• Source passage
[Begin]

Re: [PATCH v9 41/43] virt: Add SEV-SNP guest driver

Borislav Petkov <bp@xxxxxxxxx> · Sun, 6 Feb 2022 23:39:37 +0100

On Fri, Jan 28, 2022 at 11:18:02AM -0600, Brijesh Singh wrote:
> SEV-SNP specification provides the guest a mechanism to communicate with
 ^
 The

> the PSP without risk from a malicious hypervisor who wishes to read, alter,
> drop or replay the messages sent. The driver uses snp_issue_guest_request()
> to issue GHCB SNP_GUEST_REQUEST or SNP_EXT_GUEST_REQUEST NAE events to
> submit the request to PSP.
> 
> The PSP requires that all communication should be encrypted using key
> specified through the platform_data.
> 
> The userspace can use SNP_GET_REPORT ioctl() to query the guest

s/The u/U/

> attestation report.
> 
> See SEV-SNP spec section Guest Messages for more details.
> 
> Signed-off-by: Brijesh Singh <brijesh.singh@xxxxxxx>
> ---
>  Documentation/virt/coco/sevguest.rst  |  81 ++++
>  drivers/virt/Kconfig                  |   3 +
>  drivers/virt/Makefile                 |   1 +
>  drivers/virt/coco/sevguest/Kconfig    |  12 +
>  drivers/virt/coco/sevguest/Makefile   |   2 +
>  drivers/virt/coco/sevguest/sevguest.c | 605 ++++++++++++++++++++++++++
>  drivers/virt/coco/sevguest/sevguest.h |  98 +++++
>  include/uapi/linux/sev-guest.h        |  50 +++
>  8 files changed, 852 insertions(+)
>  create mode 100644 Documentation/virt/coco/sevguest.rst
>  create mode 100644 drivers/virt/coco/sevguest/Kconfig
>  create mode 100644 drivers/virt/coco/sevguest/Makefile
>  create mode 100644 drivers/virt/coco/sevguest/sevguest.c
>  create mode 100644 drivers/virt/coco/sevguest/sevguest.h
>  create mode 100644 include/uapi/linux/sev-guest.h
> 
> diff --git a/Documentation/virt/coco/sevguest.rst b/Documentation/virt/coco/sevguest.rst
> new file mode 100644
> index 000000000000..47ef3b0821d5
> --- /dev/null
> +++ b/Documentation/virt/coco/sevguest.rst

Adding documentation is all fine and good but you need to link that file
into the TOC somewhere so that it is visible when the documentation gets
generated... I guess something like this:

diff --git a/Documentation/virt/index.rst b/Documentation/virt/index.rst
index edea7fea95a8..40ad0d20032e 100644
--- a/Documentation/virt/index.rst
+++ b/Documentation/virt/index.rst
@@ -13,6 +13,7 @@ Linux Virtualization Support
    guest-halt-polling
    ne_overview
    acrn/index
+   coco/sevguest
 
 .. only:: html and subproject
 


And once you do, do "make htmldocs" to see whether it complains about
some formatting issues or other errors etc.

[End]

• Given problem a
Answer these questions from the patch review:
(i) Which ioctl can userspace use to query the guest attestation report?
(ii) How many files does the patch change, and how many insertions does it make?
(iii) What command does the reviewer say to run once the documentation file is linked into the TOC?
The records that follow have no connection to the patch review above.

• Material for the task
[Begin]

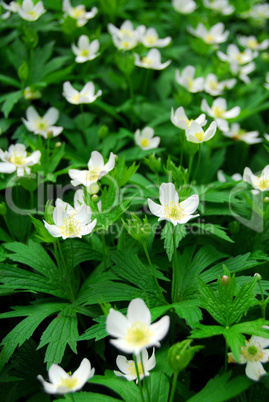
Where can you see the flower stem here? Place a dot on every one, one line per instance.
(175, 270)
(174, 384)
(138, 378)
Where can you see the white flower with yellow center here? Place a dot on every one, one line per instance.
(258, 182)
(86, 95)
(220, 6)
(62, 382)
(144, 139)
(184, 6)
(253, 354)
(70, 222)
(30, 12)
(79, 13)
(213, 36)
(214, 87)
(96, 169)
(42, 125)
(238, 134)
(186, 79)
(171, 209)
(135, 332)
(85, 50)
(180, 119)
(127, 367)
(150, 38)
(16, 159)
(252, 43)
(151, 61)
(219, 112)
(197, 135)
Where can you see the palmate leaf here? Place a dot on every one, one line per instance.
(25, 329)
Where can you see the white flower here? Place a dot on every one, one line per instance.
(258, 182)
(70, 222)
(62, 382)
(236, 133)
(30, 12)
(85, 50)
(152, 60)
(79, 13)
(213, 36)
(144, 139)
(180, 119)
(42, 125)
(252, 43)
(184, 6)
(187, 80)
(220, 6)
(171, 209)
(214, 87)
(219, 112)
(96, 169)
(254, 354)
(150, 38)
(236, 58)
(197, 135)
(135, 332)
(16, 159)
(86, 95)
(127, 367)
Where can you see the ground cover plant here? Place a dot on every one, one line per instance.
(134, 201)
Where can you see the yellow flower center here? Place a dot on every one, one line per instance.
(71, 227)
(69, 382)
(200, 135)
(174, 211)
(218, 111)
(138, 334)
(93, 174)
(144, 142)
(17, 159)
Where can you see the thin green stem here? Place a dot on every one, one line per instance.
(138, 378)
(153, 271)
(173, 390)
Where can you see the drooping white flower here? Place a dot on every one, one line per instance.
(86, 95)
(236, 58)
(127, 367)
(151, 61)
(42, 125)
(135, 332)
(220, 6)
(70, 222)
(171, 209)
(150, 38)
(219, 112)
(258, 182)
(180, 119)
(252, 43)
(213, 36)
(253, 354)
(197, 135)
(79, 12)
(16, 159)
(64, 383)
(96, 169)
(214, 87)
(184, 6)
(144, 139)
(85, 50)
(186, 79)
(237, 133)
(30, 11)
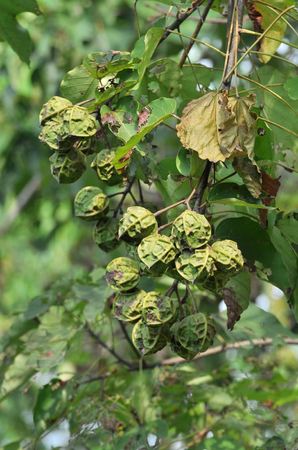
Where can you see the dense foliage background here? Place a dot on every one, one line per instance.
(59, 386)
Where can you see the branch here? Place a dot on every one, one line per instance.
(195, 33)
(180, 19)
(235, 18)
(109, 349)
(202, 186)
(21, 201)
(265, 342)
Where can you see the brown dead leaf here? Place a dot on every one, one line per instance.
(217, 126)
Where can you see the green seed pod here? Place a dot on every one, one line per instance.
(79, 122)
(91, 203)
(177, 347)
(105, 234)
(195, 266)
(136, 224)
(53, 134)
(53, 107)
(227, 256)
(128, 307)
(156, 252)
(103, 165)
(157, 308)
(191, 229)
(67, 168)
(194, 333)
(122, 274)
(146, 339)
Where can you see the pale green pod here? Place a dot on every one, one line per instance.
(195, 266)
(156, 252)
(147, 339)
(227, 256)
(191, 229)
(136, 224)
(103, 165)
(158, 309)
(128, 307)
(53, 107)
(105, 234)
(195, 333)
(91, 203)
(79, 122)
(122, 274)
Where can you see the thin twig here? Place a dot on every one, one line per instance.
(21, 201)
(124, 195)
(127, 337)
(202, 186)
(180, 19)
(195, 33)
(109, 349)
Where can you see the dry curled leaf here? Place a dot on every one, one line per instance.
(217, 126)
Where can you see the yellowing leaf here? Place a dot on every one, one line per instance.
(262, 16)
(217, 126)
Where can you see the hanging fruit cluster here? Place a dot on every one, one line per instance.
(188, 253)
(188, 256)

[End]

• Given problem b
Please format the lines of the records as a numbered list, starting at the line holding "Where can you see the yellowing" and running through the end of the records, both ends included. Leave out blank lines.

• Output a
(i) SNP_GET_REPORT
(ii) 8 files, with 852 insertions
(iii) "make htmldocs"

• Output b
1. Where can you see the yellowing leaf here? Place a dot on every one, one line per instance.
2. (262, 16)
3. (217, 126)
4. Where can you see the hanging fruit cluster here? Place a dot on every one, one line per instance.
5. (188, 253)
6. (188, 256)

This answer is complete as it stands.